Page extract:
— start —

In discussing the views of Mr. Blank, this highly typical exponent of Cadet policy, we said hardly anything about the views of our Menshevik comrades. But the conclusion to be drawn about their position logically follows from what we have said. The very fact that the Cadets are so effusive in their praise of the Mensheviks shows that the latter must be making some mistake. The Cadet press constitutes nearly nine-tenths of the whole of the political press in Russia at the present time; and if the whole of this bourgeois press is systematically and continuously praising Plekhanov one day, Potresov another day (Nasha Zhizn), and the resolution adopted by all the Mensheviks yet another day, it is a true, if of course indirect, sign that our Menshevik comrades are making, or are about to make, some mistake. It is hardly possible for the public opinion of the whole bourgeois press to diverge very sharply from the class instinct of the bourgeoisie, which is very sensitive to the way the wind is blowing.
But, we repeat, this is only an indirect sign. What we have said above also leads us to a direct formulation of the mistakes that are evident in the draft Menshevik resolutions. This is not the place to examine these resolutions in detail; we can only briefly deal with the most important points, relevant to the question of “the victories of the Cadets and the tasks of the workers’ party”.
The mistake the Mensheviks make is that they do not at all formulate, and evidently have even quite forgotten, such an important political task that now confronts the class-conscious, Social-Democratic proletariat as combating constitutional illusions. The socialist proletariat, strictly adhering to the class point of view, unswervingly applying the materialist conception of history in appraising present conditions, and hostile to all petty-bourgeois sophistries and deceptions, cannot ignore this task in the period Russia is passing through. If it were to ignore this task, it would cease to be the vanguard fighter for complete freedom for the people; it would cease to be the fighter who stands above bourgeois-democratic narrow-mindedness. If it were to ignore this task it would trail helplessly behind events, which are converting these very constitutional illusions into an instrument for the bourgeois corruption of the proletariat, just as the theory of “social peace” lately served in Europe as the principal instrument of the bourgeoisie for diverting the workers from socialism.

— end —

Lines from a data collection:
— start —

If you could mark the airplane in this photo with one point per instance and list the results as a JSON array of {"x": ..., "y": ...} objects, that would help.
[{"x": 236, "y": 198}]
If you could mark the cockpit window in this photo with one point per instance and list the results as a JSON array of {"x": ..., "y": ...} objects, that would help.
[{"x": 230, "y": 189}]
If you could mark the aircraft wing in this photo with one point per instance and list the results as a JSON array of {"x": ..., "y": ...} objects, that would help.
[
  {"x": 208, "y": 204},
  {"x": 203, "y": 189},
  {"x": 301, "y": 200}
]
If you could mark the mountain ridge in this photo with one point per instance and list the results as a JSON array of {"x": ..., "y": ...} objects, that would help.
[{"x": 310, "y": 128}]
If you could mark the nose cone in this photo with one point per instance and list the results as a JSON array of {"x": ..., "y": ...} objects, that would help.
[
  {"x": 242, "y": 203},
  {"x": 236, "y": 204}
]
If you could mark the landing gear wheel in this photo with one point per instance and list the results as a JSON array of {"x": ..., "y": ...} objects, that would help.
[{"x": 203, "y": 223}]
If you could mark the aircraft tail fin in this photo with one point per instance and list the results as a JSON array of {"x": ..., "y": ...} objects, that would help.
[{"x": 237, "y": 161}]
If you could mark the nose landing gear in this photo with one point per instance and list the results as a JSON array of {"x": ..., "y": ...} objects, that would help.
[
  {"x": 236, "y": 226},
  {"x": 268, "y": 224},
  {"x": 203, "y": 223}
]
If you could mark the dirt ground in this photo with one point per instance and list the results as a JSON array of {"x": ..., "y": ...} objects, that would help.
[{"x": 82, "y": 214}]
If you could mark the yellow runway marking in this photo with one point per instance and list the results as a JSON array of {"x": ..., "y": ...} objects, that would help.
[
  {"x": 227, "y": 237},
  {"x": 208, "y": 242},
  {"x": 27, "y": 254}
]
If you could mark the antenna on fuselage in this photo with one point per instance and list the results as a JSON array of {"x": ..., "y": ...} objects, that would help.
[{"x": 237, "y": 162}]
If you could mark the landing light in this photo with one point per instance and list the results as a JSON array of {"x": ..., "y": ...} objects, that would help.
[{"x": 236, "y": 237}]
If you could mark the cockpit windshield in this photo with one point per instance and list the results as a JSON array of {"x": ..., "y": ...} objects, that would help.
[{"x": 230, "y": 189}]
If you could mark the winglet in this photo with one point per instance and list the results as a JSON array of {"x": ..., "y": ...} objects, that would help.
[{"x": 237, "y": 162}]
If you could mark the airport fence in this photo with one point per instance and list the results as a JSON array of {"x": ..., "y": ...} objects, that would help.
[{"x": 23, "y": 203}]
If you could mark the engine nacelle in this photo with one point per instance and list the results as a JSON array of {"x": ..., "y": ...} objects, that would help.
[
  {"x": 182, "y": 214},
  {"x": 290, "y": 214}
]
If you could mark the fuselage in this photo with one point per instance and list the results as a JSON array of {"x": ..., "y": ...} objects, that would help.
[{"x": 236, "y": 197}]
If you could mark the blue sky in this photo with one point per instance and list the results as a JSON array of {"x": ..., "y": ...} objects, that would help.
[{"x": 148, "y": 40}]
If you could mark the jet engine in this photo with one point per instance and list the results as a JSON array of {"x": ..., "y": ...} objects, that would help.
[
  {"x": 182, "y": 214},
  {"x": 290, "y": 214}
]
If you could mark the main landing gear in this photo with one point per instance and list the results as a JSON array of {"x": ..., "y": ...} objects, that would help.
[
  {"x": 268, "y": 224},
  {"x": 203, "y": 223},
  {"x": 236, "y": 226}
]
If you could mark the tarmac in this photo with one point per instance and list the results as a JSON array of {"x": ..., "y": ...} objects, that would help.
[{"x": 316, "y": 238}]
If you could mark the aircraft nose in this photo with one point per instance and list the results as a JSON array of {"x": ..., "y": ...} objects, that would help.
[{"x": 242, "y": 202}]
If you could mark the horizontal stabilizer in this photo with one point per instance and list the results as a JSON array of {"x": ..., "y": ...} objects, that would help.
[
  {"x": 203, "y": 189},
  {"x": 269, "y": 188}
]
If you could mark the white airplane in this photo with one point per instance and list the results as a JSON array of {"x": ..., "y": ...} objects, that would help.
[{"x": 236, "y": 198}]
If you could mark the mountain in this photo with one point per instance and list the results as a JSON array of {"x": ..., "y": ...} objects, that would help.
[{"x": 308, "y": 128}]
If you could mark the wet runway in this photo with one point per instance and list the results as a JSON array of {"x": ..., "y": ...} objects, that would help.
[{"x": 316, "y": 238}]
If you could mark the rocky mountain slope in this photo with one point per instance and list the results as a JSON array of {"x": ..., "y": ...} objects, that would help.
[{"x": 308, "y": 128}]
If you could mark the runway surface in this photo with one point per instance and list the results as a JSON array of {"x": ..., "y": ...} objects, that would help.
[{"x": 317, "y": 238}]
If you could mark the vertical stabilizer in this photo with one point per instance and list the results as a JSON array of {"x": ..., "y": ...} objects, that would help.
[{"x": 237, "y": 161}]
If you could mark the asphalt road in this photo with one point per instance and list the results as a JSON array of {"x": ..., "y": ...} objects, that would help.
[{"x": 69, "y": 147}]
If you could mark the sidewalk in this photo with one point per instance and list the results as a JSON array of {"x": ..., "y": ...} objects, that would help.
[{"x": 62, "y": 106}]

— end —

Direction:
According to the passage on the Cadets and the Mensheviks, what share of the political press in Russia does the Cadet press make up?

The solution:
Nearly nine-tenths of it.